▸ YANG DIMINTA
Tuliskan ulang tanpa perubahan sebagian kutipan kisah masa sekolah di bawah ini. Mulailah pada kata-kata "Terus terang, saya" dan berhentilah setelah kata-kata "Bogor dan Yogyakarta.".

Tapi kedua orang tua tidak pernah meminta saya untuk berhenti, dan saya terus
melakoninya begitu saja.
Sehabis di SR saya
harus ikut dengan keluarga ke Kotanopan untuk bersekolah di SMP Kotanopan.
Padahal jarak dari Kampung ke Kotanopan itu sekitar 80 Km. Meski jaraknya 80
km, tetapi pada masa itu harus di tempuh selama satu hari perjalanan dengan
mobil antar Kota. Namanya mobil Adianbania. Mobil itu memang setiap hari ada 5
trayek dari Kotanopan-Padangsidimpuan. Mereka dari Kotanopan pada pagi hari,
mulai dari jam 05.00 pagi dan pulang lagi dari Padangsidimpuan kembali ke
Kotanopan. Nah kalau saya naik dari Kampung saya misalnya jam 09.00, saya harus
jalan kaki dahulu sejauh 2 km ke pinggir jalan, menunggu Adianbania dari
Padangsidimpuan dan baru sampai di Kotanopan Jam 17.00. Tamat dari SMP
Kotanopan, saya kemudian melanjutkan ke SMA Kotanopan. Tetapi sayangnya, saya
harus dipindahkan ke SMA Padangsidimpuan, karena kebetulan dari anak-anak SMA
klas satu naik ke kelas dua ada 4 orang anak yang masuk katagori jurusan
Pas/Pal. Saya termasuk salah satunya. Untungnya semua keperluan perpindahannya
diatur oleh sekolahan. Jadi saya resmi menjadi Anak kelas II Pas/Pal di SMA 2
Padangsidimpuan. Saya sangat menikmati suasana sekolah saya di Padangsidimpuan.
Karena setiap sabtu sore saya bisa pulang ke Aekgarugur (± 30km) dan besok
paginya saya bisa manderes karet. Jadi tiap minggu saya bisa dapat uang sendiri
dari manderes karet uang setara RP75 -100 ribu. Dalam pergaulan saya, saya ikut
Klub Boxing, dan pelari Marathon. Nah yang juga menarik adalah setamat SMA dan
perubahan sikap mencari Pendidikan Berikutnya.
Terus terang, saya tadinya tidak punya niat
untuk kuliah lagi. Hal itu disebabkan keuangan orang tua dan juga belum ada
contohnya anak yang berhasil kuliahnya di Kampung saya. Malah sebaliknya mereka
telah menghabiskan semua kebun dan sawah orang taunya, tetapi sekolah juga
tidak selesai-selesai. Tetapi sekitar dua minggu sebelum pengumuman kelulusan
SMA, saya main ke sekolahan saya. Saat itulah saya baru sadar bahwa sebagian
besar teman-teman saya sudah pada punya rencana kuliah. Mereka umumnya ke
Medan, Padang, Palembang da nada juga yang ke Jakarta, Bogor dan Yogyakarta.

▸ ISI MATERI
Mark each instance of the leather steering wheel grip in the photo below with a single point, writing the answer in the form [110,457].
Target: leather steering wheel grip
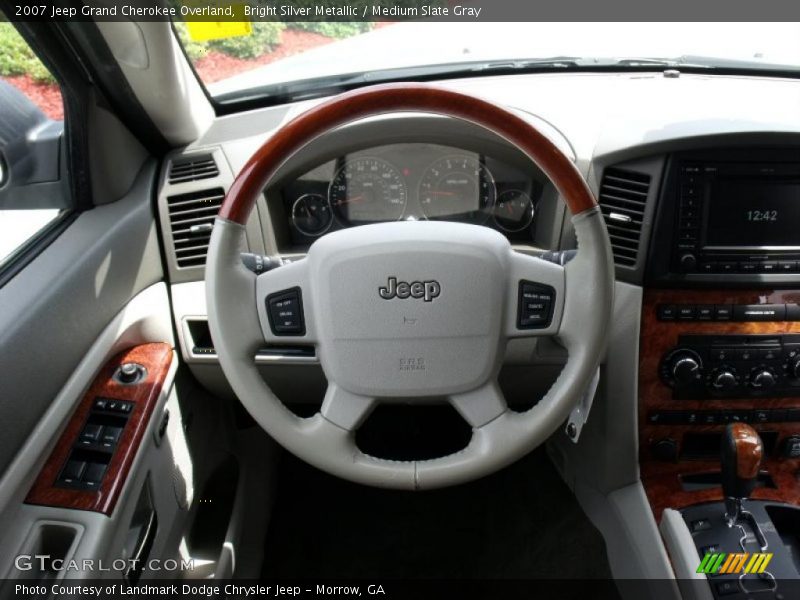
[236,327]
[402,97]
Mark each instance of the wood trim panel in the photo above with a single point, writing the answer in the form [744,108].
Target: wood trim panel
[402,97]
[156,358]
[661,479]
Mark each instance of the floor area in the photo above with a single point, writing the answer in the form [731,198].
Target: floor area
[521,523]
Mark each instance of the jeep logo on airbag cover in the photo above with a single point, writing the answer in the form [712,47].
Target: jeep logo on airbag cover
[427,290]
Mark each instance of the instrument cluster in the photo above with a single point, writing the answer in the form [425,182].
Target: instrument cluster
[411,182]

▸ HASIL YANG BENAR
Terus terang, saya tadinya tidak punya niat
untuk kuliah lagi. Hal itu disebabkan keuangan orang tua dan juga belum ada
contohnya anak yang berhasil kuliahnya di Kampung saya. Malah sebaliknya mereka
telah menghabiskan semua kebun dan sawah orang taunya, tetapi sekolah juga
tidak selesai-selesai. Tetapi sekitar dua minggu sebelum pengumuman kelulusan
SMA, saya main ke sekolahan saya. Saat itulah saya baru sadar bahwa sebagian
besar teman-teman saya sudah pada punya rencana kuliah. Mereka umumnya ke
Medan, Padang, Palembang da nada juga yang ke Jakarta, Bogor dan Yogyakarta.